Records for this exercise
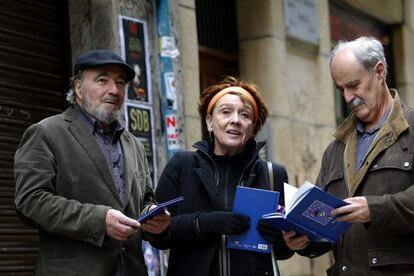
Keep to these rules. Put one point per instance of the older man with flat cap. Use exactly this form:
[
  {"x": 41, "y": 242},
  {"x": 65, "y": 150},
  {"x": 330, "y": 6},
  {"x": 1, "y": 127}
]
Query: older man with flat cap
[{"x": 82, "y": 179}]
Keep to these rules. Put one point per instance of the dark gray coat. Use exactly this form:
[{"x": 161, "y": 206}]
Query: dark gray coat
[
  {"x": 64, "y": 187},
  {"x": 194, "y": 176},
  {"x": 385, "y": 246}
]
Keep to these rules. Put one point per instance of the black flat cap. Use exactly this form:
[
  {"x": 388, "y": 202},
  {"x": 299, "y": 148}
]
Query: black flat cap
[{"x": 102, "y": 57}]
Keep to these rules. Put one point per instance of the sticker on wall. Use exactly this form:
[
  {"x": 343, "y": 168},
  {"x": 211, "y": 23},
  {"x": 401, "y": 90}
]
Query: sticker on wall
[
  {"x": 168, "y": 47},
  {"x": 138, "y": 120},
  {"x": 134, "y": 48},
  {"x": 171, "y": 90},
  {"x": 174, "y": 132}
]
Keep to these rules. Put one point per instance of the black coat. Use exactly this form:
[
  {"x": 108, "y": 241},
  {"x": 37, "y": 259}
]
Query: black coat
[{"x": 194, "y": 175}]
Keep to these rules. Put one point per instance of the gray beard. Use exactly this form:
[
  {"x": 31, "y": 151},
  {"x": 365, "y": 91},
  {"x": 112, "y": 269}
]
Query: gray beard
[{"x": 100, "y": 115}]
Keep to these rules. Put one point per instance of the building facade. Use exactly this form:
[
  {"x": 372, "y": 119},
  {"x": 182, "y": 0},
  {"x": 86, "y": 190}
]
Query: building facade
[{"x": 180, "y": 47}]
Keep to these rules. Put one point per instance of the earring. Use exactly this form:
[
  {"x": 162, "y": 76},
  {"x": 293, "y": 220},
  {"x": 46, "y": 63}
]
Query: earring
[{"x": 210, "y": 134}]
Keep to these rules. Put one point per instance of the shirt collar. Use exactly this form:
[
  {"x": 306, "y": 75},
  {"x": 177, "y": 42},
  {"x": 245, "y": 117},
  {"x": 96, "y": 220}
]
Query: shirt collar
[{"x": 360, "y": 126}]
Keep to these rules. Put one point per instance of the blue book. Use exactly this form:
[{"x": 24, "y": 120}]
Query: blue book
[
  {"x": 308, "y": 211},
  {"x": 159, "y": 209},
  {"x": 253, "y": 203}
]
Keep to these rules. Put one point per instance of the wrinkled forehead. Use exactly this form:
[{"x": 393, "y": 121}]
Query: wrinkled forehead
[
  {"x": 113, "y": 71},
  {"x": 234, "y": 98}
]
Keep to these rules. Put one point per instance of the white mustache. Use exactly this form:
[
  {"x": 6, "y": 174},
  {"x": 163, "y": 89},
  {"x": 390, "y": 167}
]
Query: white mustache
[{"x": 356, "y": 102}]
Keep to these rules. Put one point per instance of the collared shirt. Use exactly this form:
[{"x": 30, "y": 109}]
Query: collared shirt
[
  {"x": 109, "y": 143},
  {"x": 365, "y": 138}
]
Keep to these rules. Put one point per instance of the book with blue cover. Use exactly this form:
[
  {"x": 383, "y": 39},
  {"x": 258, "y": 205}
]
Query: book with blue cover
[
  {"x": 159, "y": 209},
  {"x": 308, "y": 211},
  {"x": 253, "y": 203}
]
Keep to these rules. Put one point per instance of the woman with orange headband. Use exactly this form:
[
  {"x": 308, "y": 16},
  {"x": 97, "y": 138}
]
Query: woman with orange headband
[{"x": 232, "y": 113}]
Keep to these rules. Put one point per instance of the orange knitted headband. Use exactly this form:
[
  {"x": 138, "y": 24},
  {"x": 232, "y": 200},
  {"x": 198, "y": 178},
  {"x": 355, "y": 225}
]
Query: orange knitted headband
[{"x": 236, "y": 89}]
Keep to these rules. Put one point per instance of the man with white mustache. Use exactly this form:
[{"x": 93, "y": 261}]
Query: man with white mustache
[
  {"x": 370, "y": 165},
  {"x": 82, "y": 179}
]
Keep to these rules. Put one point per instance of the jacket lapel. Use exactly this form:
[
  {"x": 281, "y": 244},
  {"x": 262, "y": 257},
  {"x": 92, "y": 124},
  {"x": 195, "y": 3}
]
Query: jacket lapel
[
  {"x": 386, "y": 137},
  {"x": 129, "y": 173},
  {"x": 81, "y": 133}
]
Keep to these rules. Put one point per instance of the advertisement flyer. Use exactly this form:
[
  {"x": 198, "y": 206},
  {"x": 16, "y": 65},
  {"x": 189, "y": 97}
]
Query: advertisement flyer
[
  {"x": 134, "y": 47},
  {"x": 138, "y": 120}
]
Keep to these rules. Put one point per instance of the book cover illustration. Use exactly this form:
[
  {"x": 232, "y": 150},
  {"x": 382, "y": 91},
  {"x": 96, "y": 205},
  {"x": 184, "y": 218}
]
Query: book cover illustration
[
  {"x": 308, "y": 211},
  {"x": 253, "y": 203}
]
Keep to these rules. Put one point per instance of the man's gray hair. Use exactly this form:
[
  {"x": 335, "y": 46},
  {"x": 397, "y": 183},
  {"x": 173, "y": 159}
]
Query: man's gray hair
[
  {"x": 367, "y": 50},
  {"x": 71, "y": 94}
]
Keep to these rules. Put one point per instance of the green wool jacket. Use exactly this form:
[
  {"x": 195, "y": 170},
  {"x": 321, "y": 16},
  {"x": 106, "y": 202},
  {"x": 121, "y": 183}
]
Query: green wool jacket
[
  {"x": 384, "y": 246},
  {"x": 64, "y": 188}
]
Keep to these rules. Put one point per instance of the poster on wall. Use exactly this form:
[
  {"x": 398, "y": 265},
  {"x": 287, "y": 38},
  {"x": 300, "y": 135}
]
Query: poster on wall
[
  {"x": 134, "y": 49},
  {"x": 138, "y": 120}
]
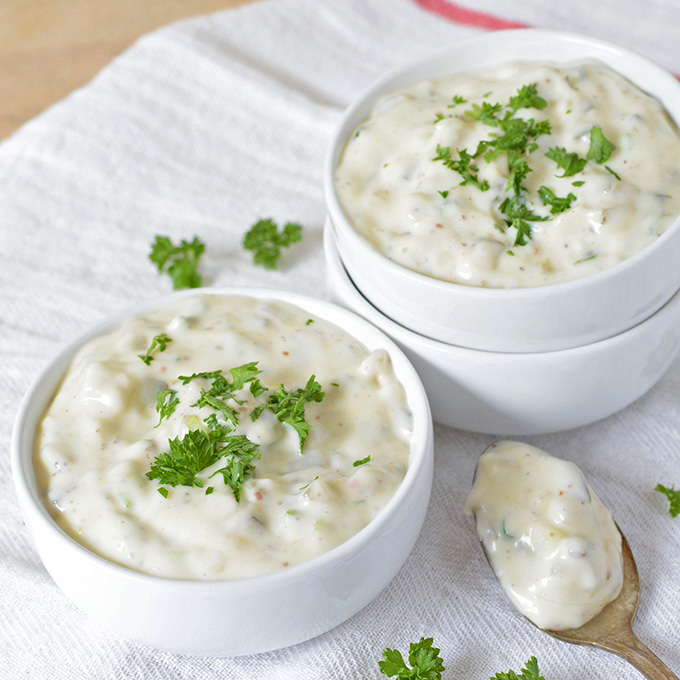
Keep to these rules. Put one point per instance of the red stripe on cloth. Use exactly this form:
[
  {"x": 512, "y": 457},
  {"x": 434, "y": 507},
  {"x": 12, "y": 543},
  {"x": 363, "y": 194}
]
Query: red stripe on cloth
[{"x": 461, "y": 15}]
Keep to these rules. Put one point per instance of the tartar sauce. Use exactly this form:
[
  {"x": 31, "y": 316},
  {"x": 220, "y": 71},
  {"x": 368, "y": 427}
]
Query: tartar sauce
[
  {"x": 100, "y": 435},
  {"x": 410, "y": 207},
  {"x": 551, "y": 542}
]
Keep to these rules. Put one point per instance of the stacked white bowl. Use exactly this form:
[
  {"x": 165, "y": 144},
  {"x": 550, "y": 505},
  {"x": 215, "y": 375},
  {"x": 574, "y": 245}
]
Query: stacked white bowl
[{"x": 519, "y": 360}]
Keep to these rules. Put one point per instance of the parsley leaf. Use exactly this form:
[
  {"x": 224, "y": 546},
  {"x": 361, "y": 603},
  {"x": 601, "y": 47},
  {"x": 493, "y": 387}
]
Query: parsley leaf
[
  {"x": 608, "y": 169},
  {"x": 266, "y": 241},
  {"x": 159, "y": 341},
  {"x": 527, "y": 98},
  {"x": 529, "y": 672},
  {"x": 166, "y": 403},
  {"x": 486, "y": 113},
  {"x": 185, "y": 459},
  {"x": 239, "y": 467},
  {"x": 518, "y": 215},
  {"x": 463, "y": 166},
  {"x": 424, "y": 659},
  {"x": 569, "y": 162},
  {"x": 557, "y": 204},
  {"x": 600, "y": 147},
  {"x": 673, "y": 496},
  {"x": 289, "y": 407},
  {"x": 179, "y": 262},
  {"x": 457, "y": 99}
]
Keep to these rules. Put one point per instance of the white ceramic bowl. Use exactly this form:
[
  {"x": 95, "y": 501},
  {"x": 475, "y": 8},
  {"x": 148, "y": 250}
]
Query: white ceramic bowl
[
  {"x": 515, "y": 320},
  {"x": 229, "y": 618},
  {"x": 521, "y": 394}
]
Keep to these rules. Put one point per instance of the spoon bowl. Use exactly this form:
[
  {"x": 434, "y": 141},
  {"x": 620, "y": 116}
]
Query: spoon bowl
[{"x": 612, "y": 628}]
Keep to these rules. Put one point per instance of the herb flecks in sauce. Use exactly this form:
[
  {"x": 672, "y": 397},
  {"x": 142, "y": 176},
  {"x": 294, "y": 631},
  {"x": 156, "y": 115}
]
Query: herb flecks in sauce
[
  {"x": 462, "y": 237},
  {"x": 518, "y": 142},
  {"x": 159, "y": 342}
]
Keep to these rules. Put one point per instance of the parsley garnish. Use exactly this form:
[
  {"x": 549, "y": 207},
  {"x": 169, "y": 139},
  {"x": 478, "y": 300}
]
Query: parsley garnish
[
  {"x": 529, "y": 672},
  {"x": 424, "y": 660},
  {"x": 266, "y": 241},
  {"x": 456, "y": 100},
  {"x": 557, "y": 204},
  {"x": 608, "y": 169},
  {"x": 463, "y": 166},
  {"x": 527, "y": 98},
  {"x": 600, "y": 147},
  {"x": 185, "y": 459},
  {"x": 179, "y": 262},
  {"x": 518, "y": 215},
  {"x": 239, "y": 467},
  {"x": 569, "y": 162},
  {"x": 213, "y": 439},
  {"x": 159, "y": 342},
  {"x": 166, "y": 403},
  {"x": 673, "y": 496},
  {"x": 289, "y": 406}
]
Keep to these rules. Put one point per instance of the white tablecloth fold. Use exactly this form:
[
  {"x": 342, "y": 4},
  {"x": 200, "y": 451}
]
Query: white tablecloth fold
[{"x": 200, "y": 129}]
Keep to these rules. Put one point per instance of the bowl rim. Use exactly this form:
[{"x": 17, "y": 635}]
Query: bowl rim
[
  {"x": 27, "y": 419},
  {"x": 380, "y": 86},
  {"x": 458, "y": 353}
]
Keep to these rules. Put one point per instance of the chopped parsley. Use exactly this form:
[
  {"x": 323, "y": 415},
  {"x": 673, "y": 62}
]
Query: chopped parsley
[
  {"x": 180, "y": 262},
  {"x": 673, "y": 496},
  {"x": 463, "y": 166},
  {"x": 166, "y": 403},
  {"x": 557, "y": 204},
  {"x": 515, "y": 136},
  {"x": 456, "y": 100},
  {"x": 265, "y": 241},
  {"x": 213, "y": 439},
  {"x": 600, "y": 147},
  {"x": 159, "y": 342},
  {"x": 570, "y": 162},
  {"x": 424, "y": 662},
  {"x": 289, "y": 406},
  {"x": 608, "y": 169},
  {"x": 529, "y": 672}
]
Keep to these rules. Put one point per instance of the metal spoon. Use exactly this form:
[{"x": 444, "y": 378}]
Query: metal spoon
[{"x": 612, "y": 628}]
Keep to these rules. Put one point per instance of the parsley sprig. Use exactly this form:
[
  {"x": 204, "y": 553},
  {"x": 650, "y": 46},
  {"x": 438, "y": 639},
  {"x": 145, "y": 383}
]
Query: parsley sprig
[
  {"x": 673, "y": 496},
  {"x": 289, "y": 406},
  {"x": 424, "y": 660},
  {"x": 159, "y": 342},
  {"x": 265, "y": 240},
  {"x": 515, "y": 136},
  {"x": 179, "y": 262},
  {"x": 214, "y": 438},
  {"x": 529, "y": 672}
]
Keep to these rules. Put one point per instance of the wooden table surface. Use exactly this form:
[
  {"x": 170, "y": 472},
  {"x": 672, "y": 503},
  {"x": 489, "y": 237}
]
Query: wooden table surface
[{"x": 48, "y": 48}]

Set exercise
Starting at the line that contains "of the metal" and ending at the last line of the entries above, arrange those lines as a JSON list of strings with one string per line, leaving out any blank lines.

Expected output
[
  "Keep to these rules. Put one point per instance of the metal spoon. Use exactly this form:",
  "[{\"x\": 444, \"y\": 378}]",
  "Query: metal spoon",
  "[{\"x\": 612, \"y\": 628}]",
  "Keep to these rules. Put one point per instance of the parsley sprig. Use exactly this form:",
  "[",
  "  {\"x\": 204, \"y\": 553},",
  "  {\"x\": 650, \"y\": 46},",
  "  {\"x\": 438, \"y\": 639},",
  "  {\"x\": 145, \"y\": 383}",
  "]",
  "Query: parsley sprig",
  "[",
  "  {\"x\": 673, \"y\": 496},",
  "  {\"x\": 289, \"y\": 406},",
  "  {\"x\": 424, \"y\": 660},",
  "  {\"x\": 159, \"y\": 342},",
  "  {\"x\": 265, \"y\": 240},",
  "  {\"x\": 515, \"y\": 136},",
  "  {\"x\": 179, \"y\": 262},",
  "  {\"x\": 214, \"y\": 438},",
  "  {\"x\": 529, \"y\": 672}",
  "]",
  "Keep to these rules. Put one point per instance of the wooden table surface. Use exactly this form:",
  "[",
  "  {\"x\": 170, \"y\": 472},",
  "  {\"x\": 672, \"y\": 503},",
  "  {\"x\": 489, \"y\": 237}",
  "]",
  "Query: wooden table surface",
  "[{\"x\": 48, \"y\": 48}]"
]